[start of Page]

Golf doesn't make grief smaller. But for a brief moment after winning that championship, Don felt like she was still with him.
Roughly 15 years ago, when the yips, involuntary muscle spasms, arrived and dismantled his game, Don realized getting through it required less of a mechanical fix and more of a perspective shift.
"I was putting way too much pressure on myself. A lot of times you get stuck thinking that golf defines who you are and it really doesn't. Golf's just a game you play. My mantra became: it's only golf. And then I relaxed, and all of a sudden you can make a decent smooth stroke again," Don says.
The Senior Tour, with its friendlier competitive atmosphere, has given him the right environment to practice that.
"It gets back to controlling your emotions. On the Senior Tour, people aren't as fired up about shooting their personal best every time,” Don shares. “They just hope to have a good round and enjoy the company of the guys they're with."
Cherrey has played almost 90% of Senior Tour events since joining back in 2016. He now competes in the Masters division.
The tour pulls players from across the state, longtime competitors and first-timers alike. The handicap system levels the field, the courses are strong, and the culture is welcoming.
For anyone curious about competitive golf but unsure if they belong, Cherrey says, "You get to play good golf courses and meet good guys. It's hard to beat."
He also points to representing Minnesota in the Minnesota-Wisconsin Challenge Cup — the state won in 2025 for the first time in about a decade — as one of the highlights of his time with the MGA. He shares his thank you for the MGA staff and for what the tour has given him since retirement.
As Arnold Palmer once put it, golf is deceptively simple and endlessly complicated. Cherrey has lived that fully and he plans to keep doing so.

[end of Page]

## Complete the following
(a) From the golf article, retype the passage that begins at the words "For anyone curious" and stops after the words "keep doing so.".
(b) Turn the paragraph of the golf article that starts "The tour pulls players" into a short bulleted list that keeps its main facts.
(c) According to the golf article, what division does Cherrey now compete in?
The lines after the golf article are separate material.

[start of Given information]

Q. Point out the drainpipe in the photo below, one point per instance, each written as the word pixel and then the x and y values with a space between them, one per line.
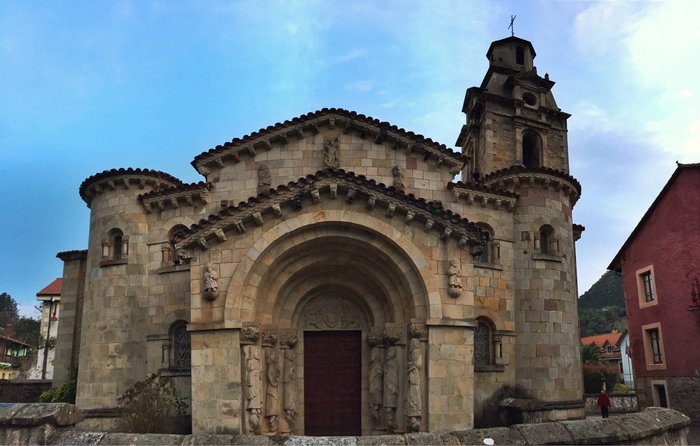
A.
pixel 46 345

[end of Given information]

## Answers for the tasks
(a)
For anyone curious about competitive golf but unsure if they belong, Cherrey says, "You get to play good golf courses and meet good guys. It's hard to beat."
He also points to representing Minnesota in the Minnesota-Wisconsin Challenge Cup — the state won in 2025 for the first time in about a decade — as one of the highlights of his time with the MGA. He shares his thank you for the MGA staff and for what the tour has given him since retirement.
As Arnold Palmer once put it, golf is deceptively simple and endlessly complicated. Cherrey has lived that fully and he plans to keep doing so.

(b)
- Draws players from across the state, both longtime competitors and first-timers
- Uses a handicap system that levels the field
- Plays on strong courses
- Has a welcoming culture

(c) The Masters division.